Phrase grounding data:
* * * * * * *
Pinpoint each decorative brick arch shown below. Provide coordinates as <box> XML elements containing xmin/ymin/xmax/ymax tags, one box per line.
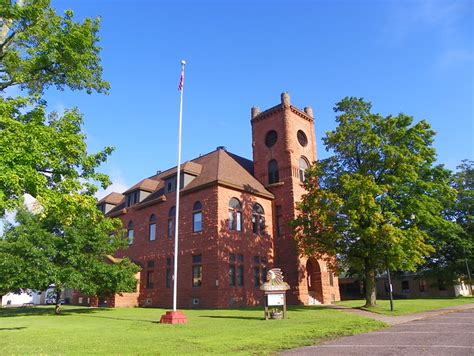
<box><xmin>306</xmin><ymin>258</ymin><xmax>323</xmax><ymax>304</ymax></box>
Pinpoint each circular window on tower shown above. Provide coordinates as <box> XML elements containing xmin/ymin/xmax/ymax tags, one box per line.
<box><xmin>297</xmin><ymin>130</ymin><xmax>308</xmax><ymax>147</ymax></box>
<box><xmin>265</xmin><ymin>130</ymin><xmax>278</xmax><ymax>148</ymax></box>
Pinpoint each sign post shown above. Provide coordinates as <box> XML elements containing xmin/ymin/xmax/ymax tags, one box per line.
<box><xmin>260</xmin><ymin>268</ymin><xmax>290</xmax><ymax>320</ymax></box>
* * * * * * *
All of the entries must be reproduced exactly, with no pictures kept.

Pinpoint each decorative brick arch shown below. Provide coordinates as <box> XML elements containing xmin/ymin/xmax/ymax tags, one box per line.
<box><xmin>306</xmin><ymin>258</ymin><xmax>323</xmax><ymax>304</ymax></box>
Pinpoint each circular window on tower shown above. Provide coordinates as <box> XML elements containing xmin/ymin/xmax/ymax tags, one box per line.
<box><xmin>297</xmin><ymin>130</ymin><xmax>308</xmax><ymax>147</ymax></box>
<box><xmin>265</xmin><ymin>130</ymin><xmax>278</xmax><ymax>148</ymax></box>
Pinpoint each sign post shown above. Provide coordinates as <box> XML elements containing xmin/ymin/xmax/ymax tags, one box per line.
<box><xmin>260</xmin><ymin>268</ymin><xmax>290</xmax><ymax>320</ymax></box>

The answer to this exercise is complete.